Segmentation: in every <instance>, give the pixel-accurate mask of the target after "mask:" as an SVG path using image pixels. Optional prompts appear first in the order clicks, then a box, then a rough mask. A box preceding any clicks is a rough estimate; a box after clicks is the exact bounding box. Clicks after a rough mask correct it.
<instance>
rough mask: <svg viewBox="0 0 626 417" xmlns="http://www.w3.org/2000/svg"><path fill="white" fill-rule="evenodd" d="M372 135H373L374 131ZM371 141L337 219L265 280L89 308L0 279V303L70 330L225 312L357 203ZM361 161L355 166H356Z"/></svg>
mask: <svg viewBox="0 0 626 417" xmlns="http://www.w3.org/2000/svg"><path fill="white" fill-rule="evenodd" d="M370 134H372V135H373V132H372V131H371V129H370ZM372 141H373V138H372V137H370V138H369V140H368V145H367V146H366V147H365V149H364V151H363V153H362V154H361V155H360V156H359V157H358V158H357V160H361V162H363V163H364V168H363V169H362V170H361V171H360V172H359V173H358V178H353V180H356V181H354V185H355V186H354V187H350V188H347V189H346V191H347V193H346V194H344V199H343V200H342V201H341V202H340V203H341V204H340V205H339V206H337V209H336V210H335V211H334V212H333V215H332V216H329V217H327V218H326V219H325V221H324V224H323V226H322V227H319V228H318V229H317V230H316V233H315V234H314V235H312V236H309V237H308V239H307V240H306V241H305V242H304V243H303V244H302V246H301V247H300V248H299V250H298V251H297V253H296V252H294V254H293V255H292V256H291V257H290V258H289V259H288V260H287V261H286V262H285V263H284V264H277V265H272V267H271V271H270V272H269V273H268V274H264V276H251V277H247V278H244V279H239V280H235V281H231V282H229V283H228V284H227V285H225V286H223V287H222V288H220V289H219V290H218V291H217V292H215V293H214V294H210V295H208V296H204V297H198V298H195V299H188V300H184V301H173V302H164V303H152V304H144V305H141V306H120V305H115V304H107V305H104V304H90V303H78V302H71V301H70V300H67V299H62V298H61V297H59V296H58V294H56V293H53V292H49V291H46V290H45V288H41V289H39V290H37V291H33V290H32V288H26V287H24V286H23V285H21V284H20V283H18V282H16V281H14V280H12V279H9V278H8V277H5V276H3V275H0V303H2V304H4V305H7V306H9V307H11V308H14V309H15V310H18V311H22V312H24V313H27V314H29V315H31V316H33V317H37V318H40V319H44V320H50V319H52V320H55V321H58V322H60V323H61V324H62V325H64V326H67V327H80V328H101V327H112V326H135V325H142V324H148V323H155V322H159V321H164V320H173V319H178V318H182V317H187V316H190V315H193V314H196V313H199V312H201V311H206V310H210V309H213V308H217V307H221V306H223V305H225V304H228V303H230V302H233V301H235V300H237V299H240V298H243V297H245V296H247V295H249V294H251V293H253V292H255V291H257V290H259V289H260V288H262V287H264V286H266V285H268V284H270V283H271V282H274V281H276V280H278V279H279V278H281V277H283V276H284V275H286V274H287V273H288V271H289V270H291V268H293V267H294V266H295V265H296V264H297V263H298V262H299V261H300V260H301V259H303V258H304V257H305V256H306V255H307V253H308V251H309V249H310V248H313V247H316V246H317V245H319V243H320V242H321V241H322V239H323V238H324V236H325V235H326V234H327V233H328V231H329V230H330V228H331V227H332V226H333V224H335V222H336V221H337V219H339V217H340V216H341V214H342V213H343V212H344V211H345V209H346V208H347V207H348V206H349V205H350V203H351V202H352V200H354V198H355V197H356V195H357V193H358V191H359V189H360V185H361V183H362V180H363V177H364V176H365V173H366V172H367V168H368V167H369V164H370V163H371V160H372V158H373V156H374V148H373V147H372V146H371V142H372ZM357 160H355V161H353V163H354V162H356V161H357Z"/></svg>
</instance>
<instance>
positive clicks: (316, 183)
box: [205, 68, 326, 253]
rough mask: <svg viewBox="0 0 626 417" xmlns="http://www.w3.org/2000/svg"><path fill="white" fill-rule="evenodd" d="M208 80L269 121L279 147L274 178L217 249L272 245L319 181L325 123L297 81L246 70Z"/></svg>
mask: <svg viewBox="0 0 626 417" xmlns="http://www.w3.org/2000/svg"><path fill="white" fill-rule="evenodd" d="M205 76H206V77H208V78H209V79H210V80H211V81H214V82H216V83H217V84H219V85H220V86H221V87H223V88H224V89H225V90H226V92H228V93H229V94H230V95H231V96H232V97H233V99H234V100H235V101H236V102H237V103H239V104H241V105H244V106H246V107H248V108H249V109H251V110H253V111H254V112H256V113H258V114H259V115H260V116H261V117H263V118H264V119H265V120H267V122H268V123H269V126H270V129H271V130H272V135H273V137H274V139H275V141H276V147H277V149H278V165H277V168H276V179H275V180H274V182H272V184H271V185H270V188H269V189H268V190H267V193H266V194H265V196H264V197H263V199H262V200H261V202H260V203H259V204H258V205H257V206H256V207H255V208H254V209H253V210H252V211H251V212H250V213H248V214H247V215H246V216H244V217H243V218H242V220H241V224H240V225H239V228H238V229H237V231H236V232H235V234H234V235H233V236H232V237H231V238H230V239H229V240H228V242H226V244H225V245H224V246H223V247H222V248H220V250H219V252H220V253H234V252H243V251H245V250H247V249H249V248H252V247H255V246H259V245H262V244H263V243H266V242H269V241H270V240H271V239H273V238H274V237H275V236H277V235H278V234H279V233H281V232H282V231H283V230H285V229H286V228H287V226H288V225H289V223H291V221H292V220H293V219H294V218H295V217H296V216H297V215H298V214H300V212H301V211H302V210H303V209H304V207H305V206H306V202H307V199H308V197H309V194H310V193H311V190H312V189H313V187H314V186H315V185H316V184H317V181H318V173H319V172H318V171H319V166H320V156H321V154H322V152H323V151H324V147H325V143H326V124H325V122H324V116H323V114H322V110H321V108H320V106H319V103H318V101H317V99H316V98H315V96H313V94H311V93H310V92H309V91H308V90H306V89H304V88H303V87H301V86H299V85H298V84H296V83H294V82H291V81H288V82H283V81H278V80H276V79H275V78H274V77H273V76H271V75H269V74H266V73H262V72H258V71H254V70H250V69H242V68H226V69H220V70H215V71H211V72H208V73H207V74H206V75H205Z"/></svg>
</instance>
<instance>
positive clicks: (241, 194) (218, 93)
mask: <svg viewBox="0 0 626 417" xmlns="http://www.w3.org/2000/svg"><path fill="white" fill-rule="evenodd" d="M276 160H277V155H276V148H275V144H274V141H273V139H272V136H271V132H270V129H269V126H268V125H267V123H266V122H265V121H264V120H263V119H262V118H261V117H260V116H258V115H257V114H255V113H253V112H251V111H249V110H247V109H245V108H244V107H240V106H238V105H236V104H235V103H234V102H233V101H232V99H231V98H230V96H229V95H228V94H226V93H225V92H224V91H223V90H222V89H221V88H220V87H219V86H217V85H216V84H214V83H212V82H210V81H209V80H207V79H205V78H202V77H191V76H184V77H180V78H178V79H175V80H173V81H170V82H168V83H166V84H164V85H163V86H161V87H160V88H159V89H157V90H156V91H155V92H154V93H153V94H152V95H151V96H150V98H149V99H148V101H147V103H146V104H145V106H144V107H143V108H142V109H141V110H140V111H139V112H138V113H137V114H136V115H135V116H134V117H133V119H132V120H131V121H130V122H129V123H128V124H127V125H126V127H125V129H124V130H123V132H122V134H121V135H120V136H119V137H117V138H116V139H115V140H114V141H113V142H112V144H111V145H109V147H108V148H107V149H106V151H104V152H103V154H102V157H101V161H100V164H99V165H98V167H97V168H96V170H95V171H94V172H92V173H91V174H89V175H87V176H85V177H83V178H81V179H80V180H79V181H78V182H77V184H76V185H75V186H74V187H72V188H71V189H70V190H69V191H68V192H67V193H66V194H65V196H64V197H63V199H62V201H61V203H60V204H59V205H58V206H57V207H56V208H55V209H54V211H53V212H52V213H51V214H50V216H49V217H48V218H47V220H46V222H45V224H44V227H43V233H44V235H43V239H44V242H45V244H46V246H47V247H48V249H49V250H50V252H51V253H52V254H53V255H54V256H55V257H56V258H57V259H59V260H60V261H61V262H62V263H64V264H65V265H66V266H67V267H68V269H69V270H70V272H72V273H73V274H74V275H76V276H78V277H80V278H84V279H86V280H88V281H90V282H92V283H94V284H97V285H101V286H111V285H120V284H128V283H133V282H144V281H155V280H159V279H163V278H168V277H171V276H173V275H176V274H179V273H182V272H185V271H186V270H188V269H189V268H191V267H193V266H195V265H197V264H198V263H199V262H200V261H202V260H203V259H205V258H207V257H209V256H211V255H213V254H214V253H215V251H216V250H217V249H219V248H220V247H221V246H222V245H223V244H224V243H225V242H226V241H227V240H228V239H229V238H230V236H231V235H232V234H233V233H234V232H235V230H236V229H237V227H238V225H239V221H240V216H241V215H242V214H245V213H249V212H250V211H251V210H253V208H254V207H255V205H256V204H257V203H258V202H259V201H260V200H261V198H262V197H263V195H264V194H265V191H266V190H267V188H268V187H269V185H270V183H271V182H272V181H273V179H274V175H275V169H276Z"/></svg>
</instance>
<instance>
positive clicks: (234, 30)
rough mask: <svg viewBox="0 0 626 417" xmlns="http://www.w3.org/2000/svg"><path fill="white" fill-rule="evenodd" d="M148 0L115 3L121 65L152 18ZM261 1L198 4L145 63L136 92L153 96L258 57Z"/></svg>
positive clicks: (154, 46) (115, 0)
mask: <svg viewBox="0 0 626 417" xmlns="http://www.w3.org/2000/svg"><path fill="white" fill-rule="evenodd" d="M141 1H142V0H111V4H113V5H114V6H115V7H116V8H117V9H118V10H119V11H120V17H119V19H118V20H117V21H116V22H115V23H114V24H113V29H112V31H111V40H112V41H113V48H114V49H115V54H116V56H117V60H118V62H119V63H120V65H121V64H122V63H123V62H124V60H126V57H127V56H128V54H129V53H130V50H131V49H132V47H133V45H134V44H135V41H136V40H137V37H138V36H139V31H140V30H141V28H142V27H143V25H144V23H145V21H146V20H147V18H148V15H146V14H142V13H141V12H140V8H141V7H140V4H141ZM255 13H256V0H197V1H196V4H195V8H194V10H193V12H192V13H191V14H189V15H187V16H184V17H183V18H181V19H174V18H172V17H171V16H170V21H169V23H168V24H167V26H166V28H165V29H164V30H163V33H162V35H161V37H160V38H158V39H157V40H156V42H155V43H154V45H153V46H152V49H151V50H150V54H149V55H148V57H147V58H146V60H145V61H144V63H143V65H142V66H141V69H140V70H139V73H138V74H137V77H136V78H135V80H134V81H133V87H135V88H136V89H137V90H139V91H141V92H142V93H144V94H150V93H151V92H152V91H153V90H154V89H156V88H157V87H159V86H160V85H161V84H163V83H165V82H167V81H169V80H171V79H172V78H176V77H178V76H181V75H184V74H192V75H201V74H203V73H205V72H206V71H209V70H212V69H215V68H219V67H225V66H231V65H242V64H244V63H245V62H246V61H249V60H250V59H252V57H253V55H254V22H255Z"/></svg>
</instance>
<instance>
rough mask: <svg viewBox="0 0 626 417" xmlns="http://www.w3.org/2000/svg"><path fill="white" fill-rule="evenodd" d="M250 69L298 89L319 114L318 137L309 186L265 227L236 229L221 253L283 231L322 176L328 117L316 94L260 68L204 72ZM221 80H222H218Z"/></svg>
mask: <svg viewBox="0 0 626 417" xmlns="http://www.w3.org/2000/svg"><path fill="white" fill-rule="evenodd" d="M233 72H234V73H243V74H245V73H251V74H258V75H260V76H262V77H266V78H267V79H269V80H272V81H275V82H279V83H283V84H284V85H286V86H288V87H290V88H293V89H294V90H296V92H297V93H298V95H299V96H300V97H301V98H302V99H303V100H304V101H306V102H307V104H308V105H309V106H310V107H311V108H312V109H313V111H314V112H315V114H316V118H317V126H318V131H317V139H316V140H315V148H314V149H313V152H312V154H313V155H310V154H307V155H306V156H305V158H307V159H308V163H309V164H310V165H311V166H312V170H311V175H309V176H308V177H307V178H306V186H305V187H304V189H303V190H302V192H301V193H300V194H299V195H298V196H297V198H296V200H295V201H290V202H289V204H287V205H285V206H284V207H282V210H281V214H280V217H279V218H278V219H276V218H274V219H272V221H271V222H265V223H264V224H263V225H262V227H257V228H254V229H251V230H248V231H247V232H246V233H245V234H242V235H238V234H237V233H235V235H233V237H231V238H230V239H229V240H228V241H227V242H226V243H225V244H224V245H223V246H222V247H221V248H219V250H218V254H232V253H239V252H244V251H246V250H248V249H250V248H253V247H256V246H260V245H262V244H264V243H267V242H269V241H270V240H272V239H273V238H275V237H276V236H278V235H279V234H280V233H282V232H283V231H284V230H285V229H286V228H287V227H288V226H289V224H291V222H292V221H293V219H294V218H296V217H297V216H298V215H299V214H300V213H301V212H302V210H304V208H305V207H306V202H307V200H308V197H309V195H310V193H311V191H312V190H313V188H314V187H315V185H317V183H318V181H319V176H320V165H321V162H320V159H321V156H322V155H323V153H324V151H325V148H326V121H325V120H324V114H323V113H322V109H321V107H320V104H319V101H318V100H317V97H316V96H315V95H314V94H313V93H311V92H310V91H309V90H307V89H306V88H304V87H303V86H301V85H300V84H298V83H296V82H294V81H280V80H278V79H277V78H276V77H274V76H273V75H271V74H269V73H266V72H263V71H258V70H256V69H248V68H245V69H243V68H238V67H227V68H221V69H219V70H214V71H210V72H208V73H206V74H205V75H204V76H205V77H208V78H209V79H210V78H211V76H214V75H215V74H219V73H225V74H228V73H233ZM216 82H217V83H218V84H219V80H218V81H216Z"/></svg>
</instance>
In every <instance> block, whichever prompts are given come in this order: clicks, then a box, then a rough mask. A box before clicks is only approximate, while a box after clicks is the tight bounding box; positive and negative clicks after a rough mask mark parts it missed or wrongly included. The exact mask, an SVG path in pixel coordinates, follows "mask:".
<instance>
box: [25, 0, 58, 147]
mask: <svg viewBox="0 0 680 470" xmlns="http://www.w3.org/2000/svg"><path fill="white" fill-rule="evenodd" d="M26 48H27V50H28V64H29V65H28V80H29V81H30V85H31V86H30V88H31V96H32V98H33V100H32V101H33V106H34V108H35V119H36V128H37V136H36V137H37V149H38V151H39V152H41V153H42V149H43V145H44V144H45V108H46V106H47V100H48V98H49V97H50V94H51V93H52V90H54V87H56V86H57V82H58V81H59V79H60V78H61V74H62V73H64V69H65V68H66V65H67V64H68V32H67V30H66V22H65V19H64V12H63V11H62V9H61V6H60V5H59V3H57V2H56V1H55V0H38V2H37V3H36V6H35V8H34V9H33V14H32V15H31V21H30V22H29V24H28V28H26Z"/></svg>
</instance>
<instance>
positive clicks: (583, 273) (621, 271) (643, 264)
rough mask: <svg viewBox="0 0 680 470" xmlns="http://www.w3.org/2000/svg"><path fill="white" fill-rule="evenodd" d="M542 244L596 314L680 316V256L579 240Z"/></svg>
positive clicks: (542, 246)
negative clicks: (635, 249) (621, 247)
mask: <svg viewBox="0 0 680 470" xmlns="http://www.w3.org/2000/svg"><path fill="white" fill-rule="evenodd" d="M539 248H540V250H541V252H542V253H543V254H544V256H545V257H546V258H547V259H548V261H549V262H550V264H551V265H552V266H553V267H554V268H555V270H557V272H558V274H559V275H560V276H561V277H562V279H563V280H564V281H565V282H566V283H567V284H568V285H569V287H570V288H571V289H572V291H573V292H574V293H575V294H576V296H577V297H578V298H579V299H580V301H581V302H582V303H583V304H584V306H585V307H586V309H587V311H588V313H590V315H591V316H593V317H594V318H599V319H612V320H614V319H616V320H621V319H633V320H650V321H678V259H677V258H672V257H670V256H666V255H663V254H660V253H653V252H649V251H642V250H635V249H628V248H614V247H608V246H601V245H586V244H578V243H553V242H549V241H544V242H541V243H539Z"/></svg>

============================================================

Task goal: Within the listing above, extract exactly the lines from the line with "positive clicks: (234, 30)" to the line with "0L115 3L121 65L152", the two named lines included, and no others.

Answer section:
positive clicks: (234, 30)
rough mask: <svg viewBox="0 0 626 417" xmlns="http://www.w3.org/2000/svg"><path fill="white" fill-rule="evenodd" d="M148 0L115 3L121 65L152 18ZM261 1L198 4L145 63L136 92L153 96L258 57Z"/></svg>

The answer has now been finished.